**Problem details**:
From the entries below, pull out each line where "covered" appears.

(Region pointing data)
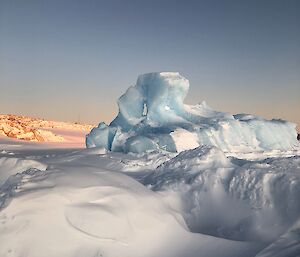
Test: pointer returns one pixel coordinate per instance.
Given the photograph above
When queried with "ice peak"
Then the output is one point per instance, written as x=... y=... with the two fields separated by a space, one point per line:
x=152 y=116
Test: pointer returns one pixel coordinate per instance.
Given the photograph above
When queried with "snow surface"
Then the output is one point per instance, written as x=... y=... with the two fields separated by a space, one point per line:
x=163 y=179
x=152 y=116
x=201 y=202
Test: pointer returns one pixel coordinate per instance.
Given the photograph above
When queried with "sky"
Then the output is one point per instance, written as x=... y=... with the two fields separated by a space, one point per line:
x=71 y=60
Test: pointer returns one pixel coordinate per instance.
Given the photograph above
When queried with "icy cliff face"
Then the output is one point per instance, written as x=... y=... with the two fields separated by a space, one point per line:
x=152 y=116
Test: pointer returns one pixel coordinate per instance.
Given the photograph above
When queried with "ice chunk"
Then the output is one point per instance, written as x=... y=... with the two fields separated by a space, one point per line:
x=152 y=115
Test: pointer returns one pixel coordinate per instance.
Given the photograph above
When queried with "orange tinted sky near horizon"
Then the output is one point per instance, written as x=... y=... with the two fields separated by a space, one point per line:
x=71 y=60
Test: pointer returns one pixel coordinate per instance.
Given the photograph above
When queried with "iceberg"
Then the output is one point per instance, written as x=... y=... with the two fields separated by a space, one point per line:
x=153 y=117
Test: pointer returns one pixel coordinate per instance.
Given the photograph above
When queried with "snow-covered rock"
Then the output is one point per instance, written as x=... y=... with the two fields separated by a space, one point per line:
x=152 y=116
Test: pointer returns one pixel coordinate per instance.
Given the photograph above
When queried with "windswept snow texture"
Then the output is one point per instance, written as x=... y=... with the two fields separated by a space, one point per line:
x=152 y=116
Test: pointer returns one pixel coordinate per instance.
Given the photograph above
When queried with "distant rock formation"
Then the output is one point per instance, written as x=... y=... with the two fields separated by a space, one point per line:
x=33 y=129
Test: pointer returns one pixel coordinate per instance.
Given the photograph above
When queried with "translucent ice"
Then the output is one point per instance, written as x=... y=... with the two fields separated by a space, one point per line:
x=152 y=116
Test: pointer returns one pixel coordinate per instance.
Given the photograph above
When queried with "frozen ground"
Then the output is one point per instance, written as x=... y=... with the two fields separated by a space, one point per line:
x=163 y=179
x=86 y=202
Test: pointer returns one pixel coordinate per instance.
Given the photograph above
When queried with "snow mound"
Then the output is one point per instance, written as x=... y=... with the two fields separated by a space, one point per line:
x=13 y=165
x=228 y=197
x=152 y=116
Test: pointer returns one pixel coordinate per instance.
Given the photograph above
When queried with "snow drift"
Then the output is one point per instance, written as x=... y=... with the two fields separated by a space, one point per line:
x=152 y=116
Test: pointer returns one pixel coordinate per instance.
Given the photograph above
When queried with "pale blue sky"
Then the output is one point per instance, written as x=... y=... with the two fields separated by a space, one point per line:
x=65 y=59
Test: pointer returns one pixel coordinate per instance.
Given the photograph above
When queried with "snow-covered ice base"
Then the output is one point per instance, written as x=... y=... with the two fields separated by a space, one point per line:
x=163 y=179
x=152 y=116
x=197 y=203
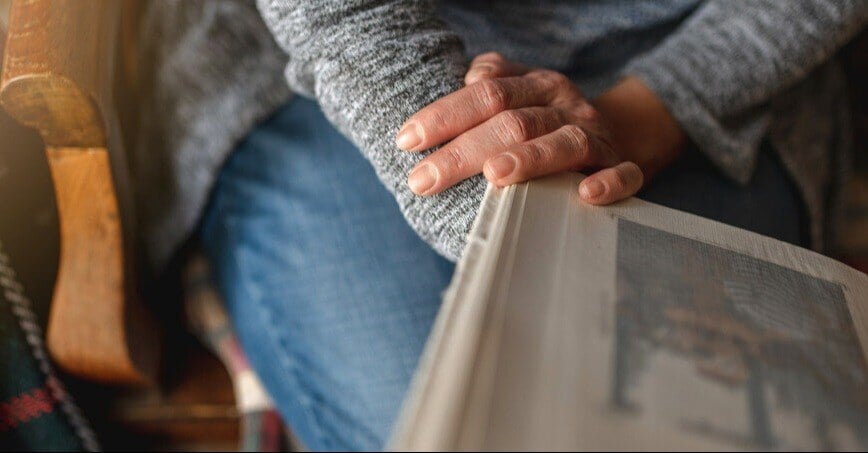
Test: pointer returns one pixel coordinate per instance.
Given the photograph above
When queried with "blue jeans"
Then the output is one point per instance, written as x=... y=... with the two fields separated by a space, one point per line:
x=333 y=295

**Task response**:
When queried with "snow-covered rock"
When queried with "snow-covered ice base"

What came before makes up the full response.